### [Task]
Which lines in the entries below contain the string "truck"? Extract every one of them, copying each line in full.
-- BEGIN Records shown --
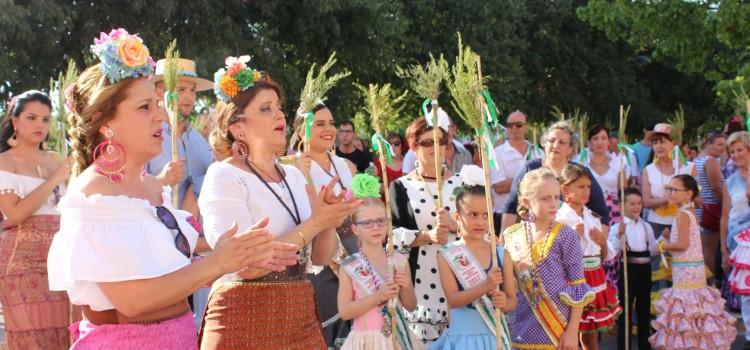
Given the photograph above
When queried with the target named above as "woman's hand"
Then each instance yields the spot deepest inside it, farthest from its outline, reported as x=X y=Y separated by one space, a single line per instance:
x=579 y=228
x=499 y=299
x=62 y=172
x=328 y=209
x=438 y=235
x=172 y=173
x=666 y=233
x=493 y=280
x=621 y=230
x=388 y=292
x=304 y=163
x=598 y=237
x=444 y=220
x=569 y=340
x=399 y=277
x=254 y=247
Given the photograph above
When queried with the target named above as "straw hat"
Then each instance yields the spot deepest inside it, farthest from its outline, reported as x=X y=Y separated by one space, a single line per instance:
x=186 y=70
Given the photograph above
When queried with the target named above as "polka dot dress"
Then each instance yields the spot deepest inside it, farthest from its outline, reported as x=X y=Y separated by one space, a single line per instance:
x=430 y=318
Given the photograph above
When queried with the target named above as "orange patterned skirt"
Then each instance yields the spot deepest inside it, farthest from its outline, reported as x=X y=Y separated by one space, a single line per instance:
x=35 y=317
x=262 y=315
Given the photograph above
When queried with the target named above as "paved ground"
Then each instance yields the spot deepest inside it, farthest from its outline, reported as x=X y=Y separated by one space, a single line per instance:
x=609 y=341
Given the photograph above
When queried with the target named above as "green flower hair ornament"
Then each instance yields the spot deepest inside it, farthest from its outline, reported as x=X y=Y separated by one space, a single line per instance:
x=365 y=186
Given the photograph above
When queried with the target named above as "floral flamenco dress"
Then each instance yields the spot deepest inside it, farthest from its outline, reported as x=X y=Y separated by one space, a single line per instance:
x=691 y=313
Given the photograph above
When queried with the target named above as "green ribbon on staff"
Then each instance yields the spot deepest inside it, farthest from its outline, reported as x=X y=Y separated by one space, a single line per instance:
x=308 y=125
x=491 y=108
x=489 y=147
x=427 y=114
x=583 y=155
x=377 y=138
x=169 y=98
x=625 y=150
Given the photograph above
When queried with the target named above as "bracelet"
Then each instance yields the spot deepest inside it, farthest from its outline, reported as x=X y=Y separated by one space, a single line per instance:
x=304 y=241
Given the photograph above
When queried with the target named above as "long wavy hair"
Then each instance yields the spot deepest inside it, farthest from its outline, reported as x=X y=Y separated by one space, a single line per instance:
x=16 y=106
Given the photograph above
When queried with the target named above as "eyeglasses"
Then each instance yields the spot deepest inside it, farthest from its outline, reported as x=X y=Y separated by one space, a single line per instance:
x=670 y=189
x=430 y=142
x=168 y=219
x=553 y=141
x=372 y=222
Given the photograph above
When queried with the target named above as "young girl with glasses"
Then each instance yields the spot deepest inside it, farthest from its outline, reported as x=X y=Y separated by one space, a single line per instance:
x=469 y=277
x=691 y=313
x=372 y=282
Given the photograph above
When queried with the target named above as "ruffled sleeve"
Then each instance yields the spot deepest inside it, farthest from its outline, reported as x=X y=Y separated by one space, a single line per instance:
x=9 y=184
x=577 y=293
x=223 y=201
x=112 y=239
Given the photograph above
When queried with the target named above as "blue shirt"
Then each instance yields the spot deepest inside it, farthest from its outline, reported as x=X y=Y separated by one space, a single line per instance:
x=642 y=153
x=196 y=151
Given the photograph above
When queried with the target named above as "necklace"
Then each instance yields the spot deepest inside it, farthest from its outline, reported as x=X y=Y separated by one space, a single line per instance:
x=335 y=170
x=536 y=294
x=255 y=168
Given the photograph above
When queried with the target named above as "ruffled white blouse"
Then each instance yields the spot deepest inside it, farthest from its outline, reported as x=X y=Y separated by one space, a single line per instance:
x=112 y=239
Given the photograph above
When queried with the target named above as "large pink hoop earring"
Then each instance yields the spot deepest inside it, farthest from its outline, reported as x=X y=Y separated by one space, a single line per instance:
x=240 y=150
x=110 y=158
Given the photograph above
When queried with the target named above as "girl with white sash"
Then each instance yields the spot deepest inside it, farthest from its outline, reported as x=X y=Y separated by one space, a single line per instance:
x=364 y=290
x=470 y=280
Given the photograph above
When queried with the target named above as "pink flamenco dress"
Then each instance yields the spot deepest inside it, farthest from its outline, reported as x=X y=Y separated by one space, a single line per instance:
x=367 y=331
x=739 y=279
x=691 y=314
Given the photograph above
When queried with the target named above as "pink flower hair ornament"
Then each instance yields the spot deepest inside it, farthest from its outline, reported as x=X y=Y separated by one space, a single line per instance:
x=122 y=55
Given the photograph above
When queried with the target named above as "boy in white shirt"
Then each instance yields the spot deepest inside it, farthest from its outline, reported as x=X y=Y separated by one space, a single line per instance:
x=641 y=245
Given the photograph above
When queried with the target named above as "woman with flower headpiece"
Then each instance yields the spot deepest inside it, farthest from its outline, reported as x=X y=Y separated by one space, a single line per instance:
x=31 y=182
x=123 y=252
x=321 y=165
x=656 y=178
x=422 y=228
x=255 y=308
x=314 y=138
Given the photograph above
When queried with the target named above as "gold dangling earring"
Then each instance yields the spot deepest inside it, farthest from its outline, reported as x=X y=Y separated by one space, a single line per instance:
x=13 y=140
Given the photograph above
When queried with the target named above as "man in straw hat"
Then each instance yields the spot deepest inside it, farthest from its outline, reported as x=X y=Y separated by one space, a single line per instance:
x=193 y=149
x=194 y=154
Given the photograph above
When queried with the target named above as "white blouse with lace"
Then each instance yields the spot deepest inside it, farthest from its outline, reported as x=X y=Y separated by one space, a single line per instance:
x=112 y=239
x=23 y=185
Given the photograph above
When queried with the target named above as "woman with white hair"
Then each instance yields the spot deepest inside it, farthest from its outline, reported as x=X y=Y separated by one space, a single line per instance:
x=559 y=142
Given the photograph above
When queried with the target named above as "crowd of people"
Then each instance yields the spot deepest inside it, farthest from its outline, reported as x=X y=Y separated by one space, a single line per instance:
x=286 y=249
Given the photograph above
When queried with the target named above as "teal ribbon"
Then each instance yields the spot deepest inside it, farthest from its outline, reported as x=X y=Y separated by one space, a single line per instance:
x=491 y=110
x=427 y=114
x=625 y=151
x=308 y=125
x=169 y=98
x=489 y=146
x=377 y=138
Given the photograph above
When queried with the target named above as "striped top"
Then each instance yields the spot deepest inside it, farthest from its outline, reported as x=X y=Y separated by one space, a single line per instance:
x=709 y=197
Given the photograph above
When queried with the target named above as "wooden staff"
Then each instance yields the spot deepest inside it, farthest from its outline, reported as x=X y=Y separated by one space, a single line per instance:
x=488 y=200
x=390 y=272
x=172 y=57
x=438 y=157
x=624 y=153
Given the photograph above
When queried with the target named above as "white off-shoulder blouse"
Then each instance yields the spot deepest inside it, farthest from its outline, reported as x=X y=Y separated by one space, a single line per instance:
-- END Records shown --
-- BEGIN Records shown --
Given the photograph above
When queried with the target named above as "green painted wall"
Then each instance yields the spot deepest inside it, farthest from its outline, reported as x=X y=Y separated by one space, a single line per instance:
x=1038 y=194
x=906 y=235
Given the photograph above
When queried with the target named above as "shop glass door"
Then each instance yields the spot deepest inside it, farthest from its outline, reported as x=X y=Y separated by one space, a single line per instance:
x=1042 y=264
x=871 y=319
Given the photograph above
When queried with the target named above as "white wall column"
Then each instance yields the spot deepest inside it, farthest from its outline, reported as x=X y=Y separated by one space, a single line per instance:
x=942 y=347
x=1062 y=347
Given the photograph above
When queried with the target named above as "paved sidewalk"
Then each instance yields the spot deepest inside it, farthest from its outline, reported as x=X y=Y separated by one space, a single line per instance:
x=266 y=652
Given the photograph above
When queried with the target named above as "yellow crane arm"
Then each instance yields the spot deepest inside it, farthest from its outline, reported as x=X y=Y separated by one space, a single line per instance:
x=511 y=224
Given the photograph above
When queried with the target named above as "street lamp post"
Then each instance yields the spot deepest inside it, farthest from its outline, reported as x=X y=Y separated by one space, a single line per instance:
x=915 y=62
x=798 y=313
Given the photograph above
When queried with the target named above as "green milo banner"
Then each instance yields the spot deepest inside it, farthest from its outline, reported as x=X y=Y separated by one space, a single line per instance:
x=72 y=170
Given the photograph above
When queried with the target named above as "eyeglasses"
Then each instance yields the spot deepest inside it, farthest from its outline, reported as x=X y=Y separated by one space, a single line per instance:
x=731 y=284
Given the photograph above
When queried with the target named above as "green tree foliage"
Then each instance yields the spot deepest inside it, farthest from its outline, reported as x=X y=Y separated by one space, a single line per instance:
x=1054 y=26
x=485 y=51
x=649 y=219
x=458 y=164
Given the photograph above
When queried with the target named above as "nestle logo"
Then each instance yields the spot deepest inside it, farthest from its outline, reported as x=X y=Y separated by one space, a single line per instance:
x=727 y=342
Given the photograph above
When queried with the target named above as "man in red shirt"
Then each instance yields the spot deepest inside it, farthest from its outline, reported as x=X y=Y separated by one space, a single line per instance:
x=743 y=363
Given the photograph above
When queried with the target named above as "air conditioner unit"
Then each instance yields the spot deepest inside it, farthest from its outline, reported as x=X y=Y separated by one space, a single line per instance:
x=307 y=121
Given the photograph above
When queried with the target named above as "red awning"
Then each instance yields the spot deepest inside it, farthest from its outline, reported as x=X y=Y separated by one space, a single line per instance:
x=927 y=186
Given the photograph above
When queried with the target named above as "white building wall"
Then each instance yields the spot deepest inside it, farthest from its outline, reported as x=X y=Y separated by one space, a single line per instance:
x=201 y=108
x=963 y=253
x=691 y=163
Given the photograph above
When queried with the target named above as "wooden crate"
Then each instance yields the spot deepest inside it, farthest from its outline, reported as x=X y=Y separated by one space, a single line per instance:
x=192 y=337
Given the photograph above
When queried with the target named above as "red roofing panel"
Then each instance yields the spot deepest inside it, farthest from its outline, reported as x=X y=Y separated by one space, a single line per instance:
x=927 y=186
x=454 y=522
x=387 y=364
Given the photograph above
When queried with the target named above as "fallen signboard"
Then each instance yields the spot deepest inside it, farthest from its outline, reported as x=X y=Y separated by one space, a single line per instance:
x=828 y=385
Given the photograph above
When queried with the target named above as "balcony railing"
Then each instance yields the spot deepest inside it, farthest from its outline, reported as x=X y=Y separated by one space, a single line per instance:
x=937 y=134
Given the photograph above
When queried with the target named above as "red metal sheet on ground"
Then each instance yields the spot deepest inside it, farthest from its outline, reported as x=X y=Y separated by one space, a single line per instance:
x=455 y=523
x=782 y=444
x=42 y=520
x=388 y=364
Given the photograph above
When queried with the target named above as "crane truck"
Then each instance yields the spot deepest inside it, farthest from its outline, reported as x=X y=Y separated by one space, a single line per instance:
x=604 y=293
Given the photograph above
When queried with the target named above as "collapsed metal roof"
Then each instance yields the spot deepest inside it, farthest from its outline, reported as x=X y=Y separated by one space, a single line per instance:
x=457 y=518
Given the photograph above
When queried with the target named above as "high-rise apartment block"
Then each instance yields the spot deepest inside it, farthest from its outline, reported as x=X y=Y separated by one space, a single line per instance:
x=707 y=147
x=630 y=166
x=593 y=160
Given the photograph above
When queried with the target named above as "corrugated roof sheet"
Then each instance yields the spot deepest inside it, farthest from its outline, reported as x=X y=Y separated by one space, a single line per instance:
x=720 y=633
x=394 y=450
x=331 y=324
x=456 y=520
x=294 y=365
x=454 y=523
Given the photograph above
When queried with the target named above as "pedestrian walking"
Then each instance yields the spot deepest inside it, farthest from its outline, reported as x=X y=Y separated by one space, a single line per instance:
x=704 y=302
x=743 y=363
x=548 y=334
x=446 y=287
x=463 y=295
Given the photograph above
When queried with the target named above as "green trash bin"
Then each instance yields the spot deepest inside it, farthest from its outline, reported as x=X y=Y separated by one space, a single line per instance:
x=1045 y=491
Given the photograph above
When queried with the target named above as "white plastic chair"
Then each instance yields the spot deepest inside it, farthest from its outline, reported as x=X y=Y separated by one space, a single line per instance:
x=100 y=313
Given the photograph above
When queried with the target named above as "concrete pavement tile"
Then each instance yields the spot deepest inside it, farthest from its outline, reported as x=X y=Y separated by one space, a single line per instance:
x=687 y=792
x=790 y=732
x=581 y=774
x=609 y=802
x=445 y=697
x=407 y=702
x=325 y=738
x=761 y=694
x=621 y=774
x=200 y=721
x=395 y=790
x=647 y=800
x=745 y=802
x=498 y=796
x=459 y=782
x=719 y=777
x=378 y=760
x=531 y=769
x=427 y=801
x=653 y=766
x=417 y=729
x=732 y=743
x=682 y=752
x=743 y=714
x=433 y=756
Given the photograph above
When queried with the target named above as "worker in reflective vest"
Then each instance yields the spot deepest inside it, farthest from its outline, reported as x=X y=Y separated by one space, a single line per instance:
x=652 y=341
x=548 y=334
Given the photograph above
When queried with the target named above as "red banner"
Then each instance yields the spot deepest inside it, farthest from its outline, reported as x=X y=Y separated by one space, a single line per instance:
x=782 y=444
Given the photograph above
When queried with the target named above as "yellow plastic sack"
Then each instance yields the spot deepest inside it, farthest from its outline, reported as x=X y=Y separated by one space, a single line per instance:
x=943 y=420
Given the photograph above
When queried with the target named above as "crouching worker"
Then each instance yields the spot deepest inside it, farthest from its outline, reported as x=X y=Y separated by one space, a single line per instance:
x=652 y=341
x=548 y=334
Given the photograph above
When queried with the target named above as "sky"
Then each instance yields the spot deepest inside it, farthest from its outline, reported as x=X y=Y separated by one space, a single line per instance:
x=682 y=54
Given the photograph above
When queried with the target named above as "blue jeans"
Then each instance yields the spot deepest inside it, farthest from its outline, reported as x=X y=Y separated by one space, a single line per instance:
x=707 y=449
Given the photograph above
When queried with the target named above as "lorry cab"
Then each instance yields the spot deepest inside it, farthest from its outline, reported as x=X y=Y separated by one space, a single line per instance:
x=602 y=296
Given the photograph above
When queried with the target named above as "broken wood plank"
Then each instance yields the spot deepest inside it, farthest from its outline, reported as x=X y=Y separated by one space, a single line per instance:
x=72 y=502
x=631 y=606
-- END Records shown --
-- BEGIN Records shown --
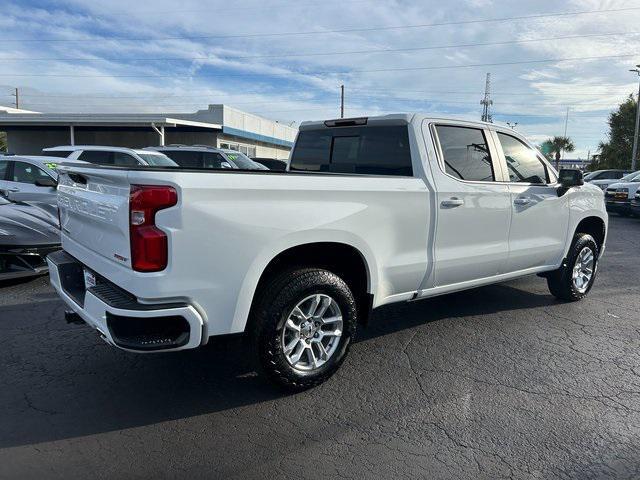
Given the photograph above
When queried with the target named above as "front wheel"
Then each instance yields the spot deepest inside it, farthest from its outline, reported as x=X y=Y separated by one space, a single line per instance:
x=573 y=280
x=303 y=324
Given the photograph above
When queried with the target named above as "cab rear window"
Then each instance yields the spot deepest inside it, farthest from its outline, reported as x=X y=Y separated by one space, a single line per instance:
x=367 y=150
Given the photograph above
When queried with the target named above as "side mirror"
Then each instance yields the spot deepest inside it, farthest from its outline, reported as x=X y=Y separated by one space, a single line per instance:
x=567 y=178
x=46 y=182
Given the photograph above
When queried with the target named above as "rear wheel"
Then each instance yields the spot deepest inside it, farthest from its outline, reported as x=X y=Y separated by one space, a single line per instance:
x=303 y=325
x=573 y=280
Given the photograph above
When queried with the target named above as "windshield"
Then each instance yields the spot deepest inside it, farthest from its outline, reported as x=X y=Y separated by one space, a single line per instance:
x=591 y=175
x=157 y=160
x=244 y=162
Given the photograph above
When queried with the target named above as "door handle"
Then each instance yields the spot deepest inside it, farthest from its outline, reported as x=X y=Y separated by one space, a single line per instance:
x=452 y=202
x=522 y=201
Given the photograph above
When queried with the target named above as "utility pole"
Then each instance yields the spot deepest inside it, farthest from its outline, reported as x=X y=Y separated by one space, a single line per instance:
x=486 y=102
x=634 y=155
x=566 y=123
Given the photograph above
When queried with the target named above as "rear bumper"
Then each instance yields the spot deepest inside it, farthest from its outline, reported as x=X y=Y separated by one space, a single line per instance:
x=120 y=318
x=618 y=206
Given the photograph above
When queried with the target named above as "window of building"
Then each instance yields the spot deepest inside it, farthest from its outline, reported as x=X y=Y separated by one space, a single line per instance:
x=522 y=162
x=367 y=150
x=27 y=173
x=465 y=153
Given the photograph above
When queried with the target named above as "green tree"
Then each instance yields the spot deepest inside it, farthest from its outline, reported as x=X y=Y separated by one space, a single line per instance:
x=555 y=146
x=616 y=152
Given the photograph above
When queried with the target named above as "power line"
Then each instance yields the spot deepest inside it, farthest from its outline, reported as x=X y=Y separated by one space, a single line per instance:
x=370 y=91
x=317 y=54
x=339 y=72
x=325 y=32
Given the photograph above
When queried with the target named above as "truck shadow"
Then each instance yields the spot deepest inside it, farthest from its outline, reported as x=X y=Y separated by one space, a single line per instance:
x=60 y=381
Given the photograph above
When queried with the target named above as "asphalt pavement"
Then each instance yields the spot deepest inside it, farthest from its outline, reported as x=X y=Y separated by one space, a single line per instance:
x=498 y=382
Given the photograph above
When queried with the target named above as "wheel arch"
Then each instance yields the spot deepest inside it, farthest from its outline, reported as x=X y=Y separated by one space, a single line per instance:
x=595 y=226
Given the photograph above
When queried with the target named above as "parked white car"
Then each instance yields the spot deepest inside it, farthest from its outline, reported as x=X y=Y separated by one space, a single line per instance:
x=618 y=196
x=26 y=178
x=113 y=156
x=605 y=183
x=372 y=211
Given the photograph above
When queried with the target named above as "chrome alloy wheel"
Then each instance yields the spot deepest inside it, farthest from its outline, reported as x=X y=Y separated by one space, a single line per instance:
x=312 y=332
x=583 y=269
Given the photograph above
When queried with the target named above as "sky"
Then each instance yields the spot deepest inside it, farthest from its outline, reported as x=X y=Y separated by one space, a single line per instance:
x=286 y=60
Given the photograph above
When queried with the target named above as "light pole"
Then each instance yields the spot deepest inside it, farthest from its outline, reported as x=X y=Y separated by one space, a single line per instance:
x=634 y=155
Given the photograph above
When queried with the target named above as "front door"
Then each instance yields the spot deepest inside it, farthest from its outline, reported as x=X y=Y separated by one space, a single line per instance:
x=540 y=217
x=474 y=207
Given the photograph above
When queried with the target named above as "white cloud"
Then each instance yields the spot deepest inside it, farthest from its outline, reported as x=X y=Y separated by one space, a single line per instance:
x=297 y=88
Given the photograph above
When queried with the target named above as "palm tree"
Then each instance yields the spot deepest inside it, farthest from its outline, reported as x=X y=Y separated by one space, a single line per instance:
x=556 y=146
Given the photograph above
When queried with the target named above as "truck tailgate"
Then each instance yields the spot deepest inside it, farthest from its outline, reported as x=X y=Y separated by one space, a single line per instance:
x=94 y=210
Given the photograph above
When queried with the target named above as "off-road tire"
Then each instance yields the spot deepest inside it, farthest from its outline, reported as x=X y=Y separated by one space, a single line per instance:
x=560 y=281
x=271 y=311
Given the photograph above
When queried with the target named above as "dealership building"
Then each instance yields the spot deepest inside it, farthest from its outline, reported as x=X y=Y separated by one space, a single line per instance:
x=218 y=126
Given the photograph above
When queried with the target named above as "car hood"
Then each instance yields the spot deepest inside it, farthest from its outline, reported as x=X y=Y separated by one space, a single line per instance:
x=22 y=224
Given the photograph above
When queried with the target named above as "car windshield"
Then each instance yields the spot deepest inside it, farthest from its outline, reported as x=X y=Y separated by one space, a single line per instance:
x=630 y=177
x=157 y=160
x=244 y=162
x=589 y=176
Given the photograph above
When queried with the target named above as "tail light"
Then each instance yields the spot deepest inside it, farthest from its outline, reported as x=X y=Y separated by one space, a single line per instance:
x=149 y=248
-- END Records shown --
### [Result below]
When queried with the target named above as "crane truck"
When queried with the target named above as "truck shadow"
When queried with the target named above as "truck tailgate"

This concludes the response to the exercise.